**Task instructions:** A verbatim printing of the entries that follow is needed; pictures must not appear in it.

Stored data entries
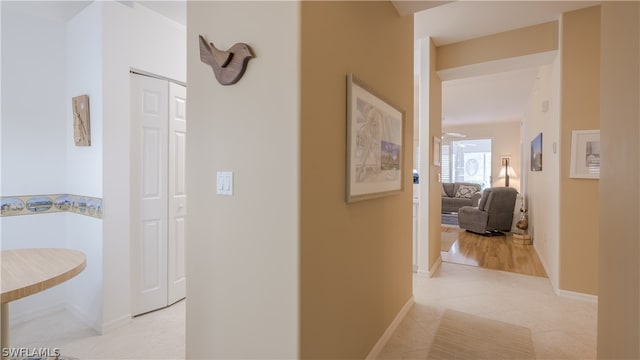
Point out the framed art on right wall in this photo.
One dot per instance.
(585, 154)
(536, 153)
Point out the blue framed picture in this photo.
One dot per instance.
(536, 153)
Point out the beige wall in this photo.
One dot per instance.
(524, 41)
(580, 110)
(243, 250)
(619, 299)
(541, 187)
(505, 138)
(355, 258)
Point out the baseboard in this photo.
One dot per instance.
(84, 318)
(432, 271)
(377, 348)
(32, 315)
(115, 323)
(435, 266)
(577, 296)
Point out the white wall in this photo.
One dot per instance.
(84, 164)
(243, 250)
(133, 37)
(91, 54)
(33, 135)
(541, 188)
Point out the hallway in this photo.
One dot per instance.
(560, 328)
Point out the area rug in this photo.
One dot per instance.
(465, 336)
(449, 235)
(449, 219)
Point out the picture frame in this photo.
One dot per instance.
(81, 120)
(375, 144)
(437, 151)
(585, 154)
(536, 153)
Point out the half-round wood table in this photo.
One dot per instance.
(29, 271)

**Written solution:**
Point out the framed art on right wall in this photo.
One dot per instance.
(585, 154)
(536, 153)
Point out the blue framed picture in this photo.
One dot per instance.
(536, 153)
Point out the beige wall in this photo.
One dot per instance.
(524, 41)
(580, 110)
(243, 250)
(619, 299)
(541, 187)
(505, 138)
(355, 258)
Point out the baseboard in this photo.
One dot per instance.
(84, 318)
(432, 271)
(377, 348)
(32, 315)
(115, 323)
(435, 266)
(577, 296)
Point out the white wall in this photo.
One dot per instance.
(84, 164)
(243, 250)
(133, 37)
(91, 54)
(33, 135)
(541, 188)
Point out the hallway in this photo.
One dot per instance.
(560, 328)
Point out the area rug in this photo.
One dot per instance.
(465, 336)
(449, 235)
(449, 219)
Point out the picture frame in this photo.
One dot per instance.
(81, 120)
(375, 144)
(437, 151)
(585, 154)
(536, 153)
Point out the half-round wood table in this photo.
One dot per instance.
(29, 271)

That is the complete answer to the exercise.